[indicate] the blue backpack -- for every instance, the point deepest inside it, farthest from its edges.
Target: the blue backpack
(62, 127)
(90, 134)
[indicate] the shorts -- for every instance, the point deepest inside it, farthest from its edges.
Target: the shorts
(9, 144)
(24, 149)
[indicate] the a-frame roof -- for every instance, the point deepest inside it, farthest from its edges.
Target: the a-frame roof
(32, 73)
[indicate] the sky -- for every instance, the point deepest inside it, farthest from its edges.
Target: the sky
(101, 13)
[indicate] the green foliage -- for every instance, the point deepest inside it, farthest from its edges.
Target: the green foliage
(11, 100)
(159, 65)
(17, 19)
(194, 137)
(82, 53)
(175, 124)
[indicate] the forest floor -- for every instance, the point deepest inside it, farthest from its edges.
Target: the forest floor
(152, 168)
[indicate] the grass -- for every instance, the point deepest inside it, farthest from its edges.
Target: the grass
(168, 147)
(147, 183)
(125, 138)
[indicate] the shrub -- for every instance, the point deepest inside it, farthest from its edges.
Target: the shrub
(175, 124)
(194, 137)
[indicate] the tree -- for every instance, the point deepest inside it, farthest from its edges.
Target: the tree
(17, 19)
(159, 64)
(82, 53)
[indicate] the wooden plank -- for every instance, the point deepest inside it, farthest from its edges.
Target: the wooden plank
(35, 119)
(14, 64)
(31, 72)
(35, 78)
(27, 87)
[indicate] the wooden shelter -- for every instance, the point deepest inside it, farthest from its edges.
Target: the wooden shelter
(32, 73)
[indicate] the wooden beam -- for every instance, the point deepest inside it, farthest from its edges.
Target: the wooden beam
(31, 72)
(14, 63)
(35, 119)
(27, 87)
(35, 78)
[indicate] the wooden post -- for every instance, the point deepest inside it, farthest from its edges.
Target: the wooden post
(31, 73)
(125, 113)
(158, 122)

What you should do - Write out every one of the records above word for word, keeping each line unchanged.

Output of the task -
[indicate] the blue backpack -- for every instance, the point deepest inside it, farthest from its edges.
Target: the blue backpack
(62, 127)
(90, 134)
[indicate] the shorts -- for every instance, the point deepest inside it, farthest from its edges.
Target: the shorts
(9, 144)
(24, 149)
[indicate] the a-frame roof -- for every instance, the point deepest inside it, farthest from its edges.
Target: the a-frame roof
(32, 73)
[indicate] the sky -- for every instance, the point deepest inside it, farthest from its edges.
Target: the sky
(101, 13)
[indicate] the green foliage -- for every instance, the point deepest inside it, farthest from its edges.
Target: the green foliage
(11, 100)
(159, 65)
(17, 19)
(194, 137)
(82, 53)
(175, 124)
[indicate] the forest floor -- for every instance, the point deepest inside it, farthest from its edges.
Target: the forest floor
(152, 168)
[indicate] the grass -- for every instance, the point deepest inside it, farthest from its edges.
Target: the grass
(168, 147)
(147, 183)
(125, 138)
[indicate] the shrub -- for every instance, the point deepest inside it, farthest from its edges.
Target: the shrub
(175, 124)
(194, 137)
[indicate] the tree -- for every instance, the point deepest inside it, farthest from its edges.
Target: the tree
(17, 19)
(159, 64)
(82, 53)
[indicate] the wooden plank -- for every instance, the point deepest inside it, farthest from its edges.
Target: the wooden plank
(35, 119)
(14, 64)
(31, 72)
(35, 78)
(27, 87)
[indicate] the wooden shelter -- for every instance, the point deepest inside it, farthest from its edges.
Target: the wooden shelter
(32, 73)
[indicate] the wooden beam -- for every instance, the point deepest inside it, farthest from its edges.
Target: the wooden beam
(31, 72)
(14, 63)
(35, 119)
(27, 87)
(35, 78)
[indicate] the wooden post -- for every instance, the point deepest inside it, farthest from its edges.
Target: the wooden post
(31, 73)
(125, 113)
(158, 122)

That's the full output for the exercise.